Requirements:
Identify each line in the records below that contains the word "shiny", and copy those lines.

□ □ □ □

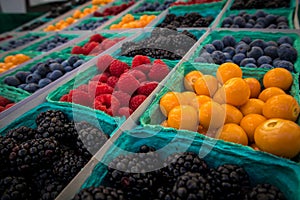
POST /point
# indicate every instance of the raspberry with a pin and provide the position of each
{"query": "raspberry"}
(117, 68)
(128, 83)
(107, 103)
(158, 72)
(4, 101)
(147, 88)
(159, 61)
(95, 89)
(64, 98)
(77, 50)
(101, 77)
(83, 87)
(139, 75)
(103, 62)
(136, 101)
(107, 43)
(96, 38)
(125, 111)
(81, 97)
(112, 81)
(139, 60)
(122, 97)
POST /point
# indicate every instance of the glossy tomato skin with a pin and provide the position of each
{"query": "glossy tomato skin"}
(279, 137)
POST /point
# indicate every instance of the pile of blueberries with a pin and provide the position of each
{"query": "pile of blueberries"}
(93, 24)
(155, 6)
(52, 43)
(253, 53)
(12, 44)
(32, 26)
(260, 19)
(43, 73)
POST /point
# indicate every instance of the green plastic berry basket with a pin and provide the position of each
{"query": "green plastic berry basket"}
(5, 43)
(30, 64)
(239, 34)
(261, 167)
(279, 12)
(34, 46)
(292, 5)
(211, 9)
(84, 78)
(88, 20)
(72, 112)
(68, 50)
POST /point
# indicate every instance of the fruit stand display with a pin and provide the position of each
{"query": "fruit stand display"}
(151, 99)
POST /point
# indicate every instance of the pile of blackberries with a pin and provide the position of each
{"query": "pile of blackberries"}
(182, 176)
(38, 163)
(163, 43)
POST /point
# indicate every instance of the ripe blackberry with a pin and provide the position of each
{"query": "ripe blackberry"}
(33, 154)
(230, 182)
(180, 163)
(90, 139)
(13, 187)
(68, 165)
(49, 115)
(6, 146)
(100, 192)
(21, 134)
(192, 186)
(266, 192)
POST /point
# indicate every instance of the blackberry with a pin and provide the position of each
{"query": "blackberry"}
(266, 192)
(6, 146)
(90, 139)
(13, 187)
(229, 182)
(100, 192)
(180, 163)
(192, 186)
(21, 134)
(49, 115)
(33, 154)
(68, 165)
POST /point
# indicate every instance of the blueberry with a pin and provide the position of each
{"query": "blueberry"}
(33, 78)
(285, 64)
(218, 57)
(22, 76)
(258, 43)
(229, 50)
(228, 40)
(266, 66)
(264, 60)
(237, 58)
(246, 61)
(286, 52)
(242, 48)
(285, 39)
(251, 65)
(271, 51)
(55, 75)
(78, 63)
(72, 60)
(56, 66)
(240, 21)
(31, 87)
(209, 48)
(43, 82)
(255, 52)
(68, 68)
(246, 39)
(12, 81)
(218, 45)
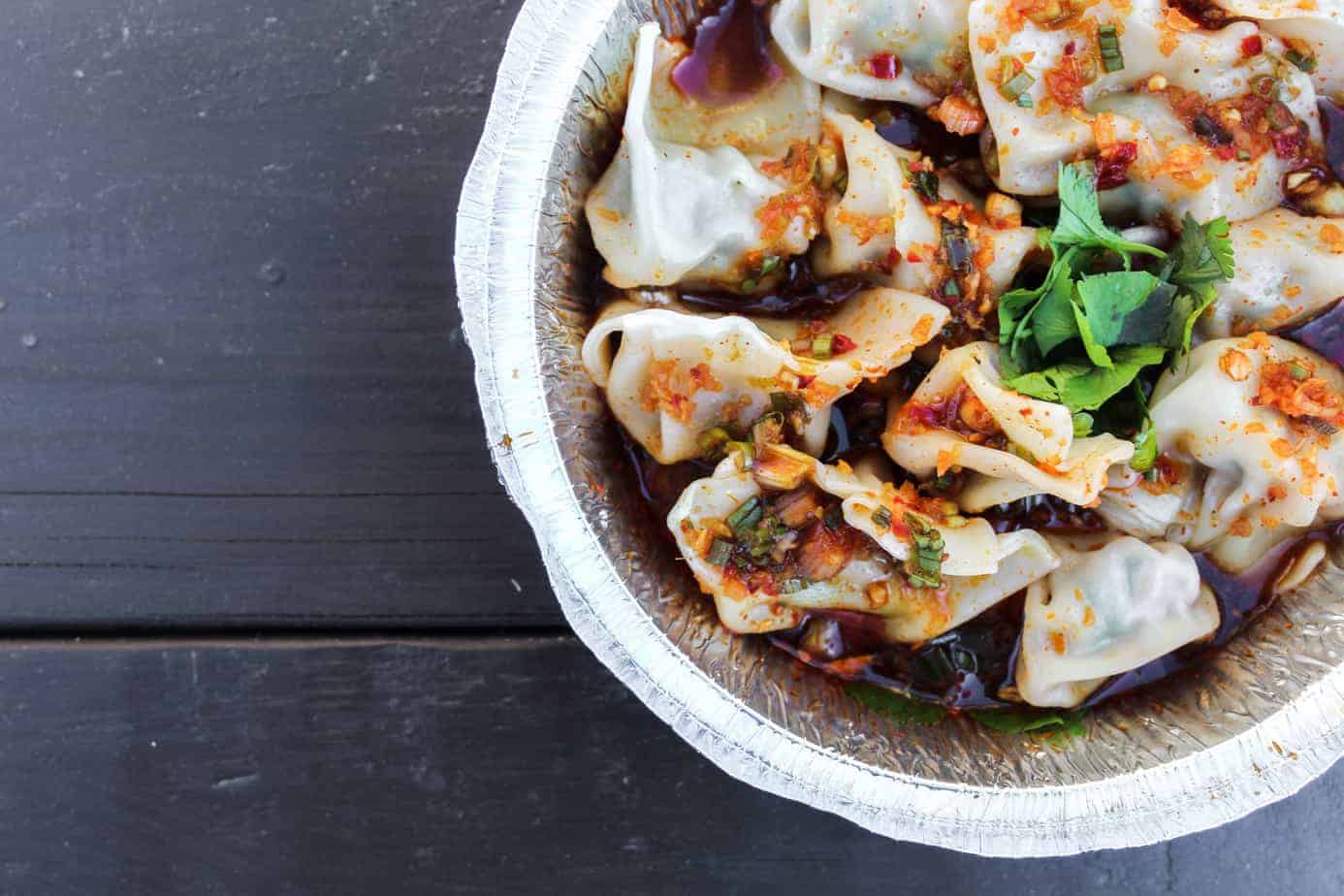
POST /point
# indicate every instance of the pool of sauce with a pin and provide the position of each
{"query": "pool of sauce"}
(968, 666)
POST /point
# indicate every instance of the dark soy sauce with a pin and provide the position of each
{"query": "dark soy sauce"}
(912, 129)
(1332, 119)
(961, 669)
(730, 61)
(1323, 334)
(801, 295)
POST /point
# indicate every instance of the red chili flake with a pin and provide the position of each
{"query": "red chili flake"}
(1113, 164)
(892, 258)
(1288, 144)
(884, 66)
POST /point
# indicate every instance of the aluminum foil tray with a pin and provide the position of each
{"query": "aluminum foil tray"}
(1247, 727)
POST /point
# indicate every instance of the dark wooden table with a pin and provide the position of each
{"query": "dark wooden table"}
(271, 624)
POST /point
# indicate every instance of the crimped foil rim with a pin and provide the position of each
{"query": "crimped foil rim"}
(497, 222)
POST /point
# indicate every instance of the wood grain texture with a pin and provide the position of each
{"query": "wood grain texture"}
(227, 227)
(465, 766)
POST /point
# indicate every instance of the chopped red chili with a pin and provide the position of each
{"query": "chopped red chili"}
(1113, 164)
(884, 66)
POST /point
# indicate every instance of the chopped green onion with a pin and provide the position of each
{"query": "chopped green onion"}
(1111, 58)
(1145, 450)
(745, 516)
(711, 441)
(1322, 426)
(925, 183)
(1016, 86)
(923, 567)
(746, 449)
(1304, 61)
(960, 251)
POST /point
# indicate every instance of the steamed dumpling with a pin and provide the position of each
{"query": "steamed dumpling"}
(1250, 449)
(963, 417)
(1288, 269)
(905, 49)
(668, 211)
(1066, 90)
(853, 563)
(1312, 27)
(1106, 612)
(678, 375)
(880, 226)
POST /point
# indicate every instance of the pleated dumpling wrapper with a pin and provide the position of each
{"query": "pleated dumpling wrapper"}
(964, 417)
(1104, 612)
(678, 375)
(832, 539)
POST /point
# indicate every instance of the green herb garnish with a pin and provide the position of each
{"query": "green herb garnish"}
(1081, 337)
(923, 567)
(894, 705)
(1057, 727)
(1107, 39)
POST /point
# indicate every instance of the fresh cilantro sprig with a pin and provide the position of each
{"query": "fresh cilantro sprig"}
(892, 705)
(1082, 337)
(1057, 728)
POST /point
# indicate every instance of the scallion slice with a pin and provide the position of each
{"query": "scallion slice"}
(1016, 86)
(1111, 59)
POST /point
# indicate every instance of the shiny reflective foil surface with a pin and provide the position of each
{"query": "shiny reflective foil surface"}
(1250, 724)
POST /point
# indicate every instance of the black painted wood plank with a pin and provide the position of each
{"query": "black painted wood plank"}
(233, 379)
(498, 766)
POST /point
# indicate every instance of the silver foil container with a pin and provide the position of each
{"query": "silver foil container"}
(1250, 725)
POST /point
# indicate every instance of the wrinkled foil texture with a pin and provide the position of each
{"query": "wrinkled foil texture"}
(1250, 725)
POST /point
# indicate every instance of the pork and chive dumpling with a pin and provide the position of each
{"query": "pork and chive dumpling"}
(1250, 453)
(1104, 612)
(676, 376)
(1313, 31)
(963, 417)
(789, 535)
(1288, 269)
(899, 223)
(668, 211)
(906, 49)
(1186, 105)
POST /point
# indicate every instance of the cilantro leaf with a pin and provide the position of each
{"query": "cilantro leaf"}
(1052, 319)
(1110, 299)
(1057, 725)
(1203, 254)
(1079, 216)
(1082, 387)
(895, 707)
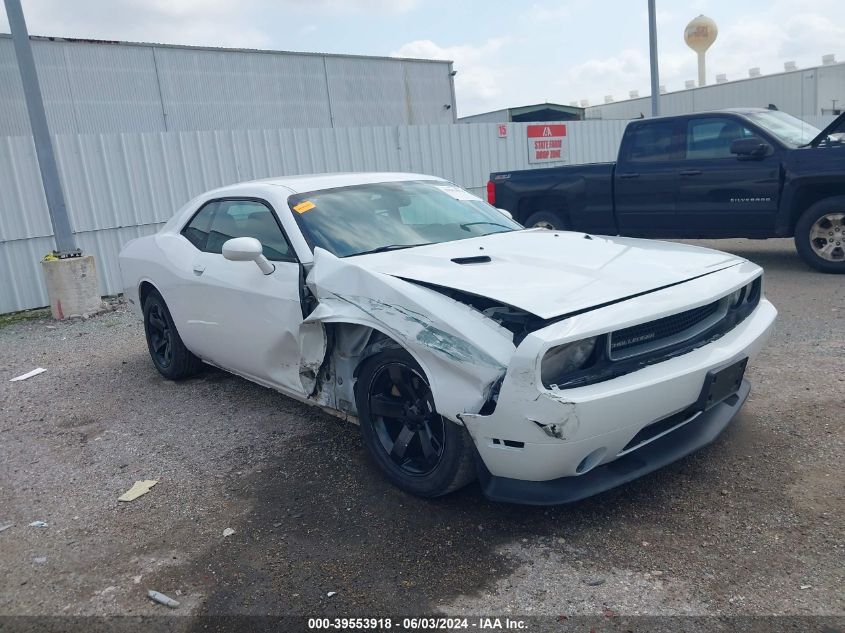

□ □ □ □

Correct result:
# indicate every instance of the shiny reflective foil surface with a pin and provide the position of each
{"query": "shiny reflective foil surface"}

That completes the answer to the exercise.